YOUR GOAL >>
Line for line, the listing below is to be transcribed exactly.

INFORMATION GIVEN >>
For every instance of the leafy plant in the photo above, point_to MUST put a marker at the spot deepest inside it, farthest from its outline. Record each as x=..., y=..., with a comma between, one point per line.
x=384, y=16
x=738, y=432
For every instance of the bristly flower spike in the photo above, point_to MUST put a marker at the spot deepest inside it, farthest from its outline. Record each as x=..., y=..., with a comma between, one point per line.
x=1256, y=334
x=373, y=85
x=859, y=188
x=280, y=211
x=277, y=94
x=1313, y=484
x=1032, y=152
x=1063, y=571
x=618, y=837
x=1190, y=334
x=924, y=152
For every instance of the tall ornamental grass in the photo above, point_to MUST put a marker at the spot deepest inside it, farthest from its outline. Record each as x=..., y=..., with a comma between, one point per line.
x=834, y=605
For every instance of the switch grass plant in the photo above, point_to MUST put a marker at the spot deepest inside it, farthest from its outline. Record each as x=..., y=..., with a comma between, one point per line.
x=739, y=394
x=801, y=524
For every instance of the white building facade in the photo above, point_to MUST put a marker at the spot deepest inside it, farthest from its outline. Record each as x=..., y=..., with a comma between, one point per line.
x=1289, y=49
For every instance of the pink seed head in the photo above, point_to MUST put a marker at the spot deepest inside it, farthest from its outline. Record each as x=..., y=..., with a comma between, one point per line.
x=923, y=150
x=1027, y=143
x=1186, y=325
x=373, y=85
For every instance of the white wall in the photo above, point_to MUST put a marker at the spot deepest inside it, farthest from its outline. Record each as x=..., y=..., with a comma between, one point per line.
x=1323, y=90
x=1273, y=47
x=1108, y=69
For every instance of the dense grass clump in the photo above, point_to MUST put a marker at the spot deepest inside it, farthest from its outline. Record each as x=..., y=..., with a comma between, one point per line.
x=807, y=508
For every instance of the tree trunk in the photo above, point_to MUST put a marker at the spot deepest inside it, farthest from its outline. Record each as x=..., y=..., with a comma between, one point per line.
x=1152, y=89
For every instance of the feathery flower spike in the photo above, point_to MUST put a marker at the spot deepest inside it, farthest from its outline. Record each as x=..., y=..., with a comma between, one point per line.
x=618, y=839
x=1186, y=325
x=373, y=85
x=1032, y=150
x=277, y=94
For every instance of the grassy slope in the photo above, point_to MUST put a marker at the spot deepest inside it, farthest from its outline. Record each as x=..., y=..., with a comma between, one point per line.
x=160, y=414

EXERCISE RESPONSE >>
For every instance of the leafy plant in the photo above, point_to MUST put a marker at the spot deepest inside it, farthest from its outline. Record each as x=..., y=..., with a comma between, one point per line.
x=384, y=16
x=738, y=432
For every instance of the bristly flower spike in the photo above, point_to MUST put a marker at the spot deepest inside it, farthest from its outline. Record each as x=..., y=..., with a comma between, one point per line.
x=1256, y=334
x=373, y=85
x=859, y=188
x=280, y=211
x=277, y=94
x=1313, y=484
x=1032, y=152
x=1063, y=571
x=618, y=837
x=1190, y=334
x=924, y=152
For every instance of the tall ornamental grass in the photo above, point_to MUST put a marker at the spot deepest inside it, farthest from its outline. Record each as x=..., y=..., with a comma between, one point per line.
x=834, y=605
For every instance of the switch grass plant in the photo above, point_to MUST put a marker at the spot deepest inside it, farthest from its outline. Record each as x=..., y=..., with a comma between, one point per line.
x=739, y=394
x=801, y=524
For every instance of the white building facade in the photo above, point_to MUST put a marker at the spot deepest inside it, farthest from its outline. Record each as x=..., y=..., with a comma between, one point per line.
x=1289, y=49
For every instance of the pink seed head in the photo above, point_to MUST put a marker at the spot deepest inside it, farthest from its outline. Record each as x=..., y=..., with a comma between, one point per line.
x=923, y=150
x=1027, y=143
x=1186, y=325
x=373, y=85
For every instance of the white wall in the photo above, point_to MUST put a marker at the spot deepest inside it, farthest from its outline. Record each as x=..., y=..., with a comma between, one point per line.
x=1323, y=90
x=1273, y=47
x=1108, y=69
For every instance of the dense grass clump in the photo above, point_to MUST put a marker at the spot deepest inside it, farthest from its outline. Record each as x=..., y=..., with a comma between, one point per line.
x=807, y=508
For every instance of the tree trunk in the photo above, point_to MUST put a marker at the spot deepest inside it, farthest from its outline. Record each as x=..., y=..., with a comma between, one point per line.
x=1152, y=89
For every instance of the feathery flower spike in the photo above, point_to MUST put a marker at the spot deepest inside it, farthest from its outline. Record each as x=..., y=..., with a comma between, one point per line.
x=618, y=839
x=1186, y=325
x=373, y=85
x=1032, y=150
x=277, y=94
For every instance of the grassy slope in the photo above, point_to MUST put a marker at the spot deepest inside it, farthest from its outline. Record each as x=..., y=..., with a comma between, one point per line.
x=160, y=414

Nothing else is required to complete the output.